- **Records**
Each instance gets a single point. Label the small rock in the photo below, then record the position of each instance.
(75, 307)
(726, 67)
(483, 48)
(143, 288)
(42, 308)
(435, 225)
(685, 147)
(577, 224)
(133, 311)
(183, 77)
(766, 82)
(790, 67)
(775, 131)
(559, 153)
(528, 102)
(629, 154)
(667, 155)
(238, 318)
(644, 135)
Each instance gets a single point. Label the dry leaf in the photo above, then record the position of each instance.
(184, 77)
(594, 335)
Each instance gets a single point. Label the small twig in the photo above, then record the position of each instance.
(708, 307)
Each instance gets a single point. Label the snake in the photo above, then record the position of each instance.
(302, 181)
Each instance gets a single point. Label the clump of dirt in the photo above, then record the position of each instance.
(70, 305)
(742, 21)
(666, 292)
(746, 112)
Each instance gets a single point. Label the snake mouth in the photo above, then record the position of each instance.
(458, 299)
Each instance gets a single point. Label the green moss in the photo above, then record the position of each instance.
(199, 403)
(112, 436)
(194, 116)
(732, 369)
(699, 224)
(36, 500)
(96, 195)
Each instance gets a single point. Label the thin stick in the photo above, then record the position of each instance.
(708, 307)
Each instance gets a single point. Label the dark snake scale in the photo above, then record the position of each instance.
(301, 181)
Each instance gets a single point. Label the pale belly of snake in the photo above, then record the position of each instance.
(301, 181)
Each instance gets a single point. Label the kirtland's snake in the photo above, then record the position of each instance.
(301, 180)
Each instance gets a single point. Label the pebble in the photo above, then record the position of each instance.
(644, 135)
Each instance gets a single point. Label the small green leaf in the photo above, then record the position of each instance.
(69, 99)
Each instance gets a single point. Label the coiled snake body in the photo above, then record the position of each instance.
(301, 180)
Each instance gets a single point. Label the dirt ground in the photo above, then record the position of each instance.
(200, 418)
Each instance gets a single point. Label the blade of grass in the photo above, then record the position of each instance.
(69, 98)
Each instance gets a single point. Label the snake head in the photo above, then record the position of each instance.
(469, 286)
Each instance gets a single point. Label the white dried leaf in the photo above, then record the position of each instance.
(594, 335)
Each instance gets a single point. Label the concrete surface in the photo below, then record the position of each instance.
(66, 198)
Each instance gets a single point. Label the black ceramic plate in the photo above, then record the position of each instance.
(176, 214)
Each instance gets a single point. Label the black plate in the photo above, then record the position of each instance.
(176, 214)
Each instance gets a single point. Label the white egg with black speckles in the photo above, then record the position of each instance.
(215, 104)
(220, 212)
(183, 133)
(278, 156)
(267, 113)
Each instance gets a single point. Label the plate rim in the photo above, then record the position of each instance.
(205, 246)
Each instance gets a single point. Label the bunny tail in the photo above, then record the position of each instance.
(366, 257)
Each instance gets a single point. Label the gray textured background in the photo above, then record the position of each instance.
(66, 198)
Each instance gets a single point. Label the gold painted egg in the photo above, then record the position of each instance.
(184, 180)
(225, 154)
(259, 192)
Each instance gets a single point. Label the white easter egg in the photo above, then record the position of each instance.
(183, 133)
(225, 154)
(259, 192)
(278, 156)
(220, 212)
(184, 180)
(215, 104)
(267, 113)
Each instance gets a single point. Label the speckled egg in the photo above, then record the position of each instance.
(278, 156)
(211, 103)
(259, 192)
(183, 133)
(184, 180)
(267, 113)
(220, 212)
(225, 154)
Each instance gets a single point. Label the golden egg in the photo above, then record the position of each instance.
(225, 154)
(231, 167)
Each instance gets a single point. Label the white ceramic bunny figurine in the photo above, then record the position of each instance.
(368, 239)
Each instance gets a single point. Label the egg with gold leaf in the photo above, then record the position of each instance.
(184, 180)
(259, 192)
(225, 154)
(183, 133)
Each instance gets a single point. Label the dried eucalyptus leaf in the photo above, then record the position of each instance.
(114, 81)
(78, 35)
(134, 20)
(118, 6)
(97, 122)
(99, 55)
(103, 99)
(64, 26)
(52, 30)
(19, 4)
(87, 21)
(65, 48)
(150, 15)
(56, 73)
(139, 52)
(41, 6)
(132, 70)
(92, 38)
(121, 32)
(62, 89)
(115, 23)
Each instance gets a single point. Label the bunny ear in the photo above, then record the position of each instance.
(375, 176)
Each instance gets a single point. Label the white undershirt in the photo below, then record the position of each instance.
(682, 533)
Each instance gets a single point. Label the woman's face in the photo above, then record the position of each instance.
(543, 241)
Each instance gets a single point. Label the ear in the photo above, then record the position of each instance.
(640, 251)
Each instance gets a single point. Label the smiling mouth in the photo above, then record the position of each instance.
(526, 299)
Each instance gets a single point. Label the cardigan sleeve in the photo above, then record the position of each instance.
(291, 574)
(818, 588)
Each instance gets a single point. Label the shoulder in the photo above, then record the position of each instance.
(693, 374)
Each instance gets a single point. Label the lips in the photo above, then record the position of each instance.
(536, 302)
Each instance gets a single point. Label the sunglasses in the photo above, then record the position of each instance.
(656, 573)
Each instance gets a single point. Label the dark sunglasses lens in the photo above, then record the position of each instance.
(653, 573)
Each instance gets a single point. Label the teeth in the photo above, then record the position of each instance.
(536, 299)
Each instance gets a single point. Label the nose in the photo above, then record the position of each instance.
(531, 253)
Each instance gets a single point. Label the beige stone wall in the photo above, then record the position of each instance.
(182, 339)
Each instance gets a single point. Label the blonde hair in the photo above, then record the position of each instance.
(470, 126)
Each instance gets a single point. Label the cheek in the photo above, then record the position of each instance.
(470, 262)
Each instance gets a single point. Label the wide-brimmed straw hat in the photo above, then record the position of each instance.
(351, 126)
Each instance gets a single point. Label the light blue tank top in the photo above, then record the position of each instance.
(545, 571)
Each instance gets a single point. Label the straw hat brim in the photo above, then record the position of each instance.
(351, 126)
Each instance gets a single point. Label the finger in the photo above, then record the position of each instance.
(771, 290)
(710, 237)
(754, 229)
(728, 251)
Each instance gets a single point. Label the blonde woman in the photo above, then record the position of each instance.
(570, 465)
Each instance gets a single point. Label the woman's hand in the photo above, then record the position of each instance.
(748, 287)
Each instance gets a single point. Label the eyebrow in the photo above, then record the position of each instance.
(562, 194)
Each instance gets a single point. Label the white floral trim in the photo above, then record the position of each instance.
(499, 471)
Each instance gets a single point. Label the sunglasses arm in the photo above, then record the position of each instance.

- **EXERCISE AIM**
Please rewrite the records starting at the line containing "Each instance gets a single point. Label the finger" and ending at the last line of the records, keeping every request line unchanged and raising each point coordinate by 103. Give only those lines.

- **TASK OUTPUT**
Each instance gets a single point. Label the finger in the photo above, then record the position of each instance.
(874, 393)
(813, 340)
(857, 332)
(831, 354)
Each instance gets a single point. Label the blonde woman in the photo above, then record the position of each instance.
(673, 568)
Each instance gets a single point. Label the woman's hand in the photo above, then record the position of each instance.
(851, 390)
Each instance gets a single point. Label the eyebrow in the photo above, then record the position of each instance.
(665, 297)
Each instance gets a single point. Label the white floral trim in the photo above, then record the position of each instance.
(602, 574)
Each instance gets a single point. Label the sunglasses arm in the photo above, then record the position of each instance.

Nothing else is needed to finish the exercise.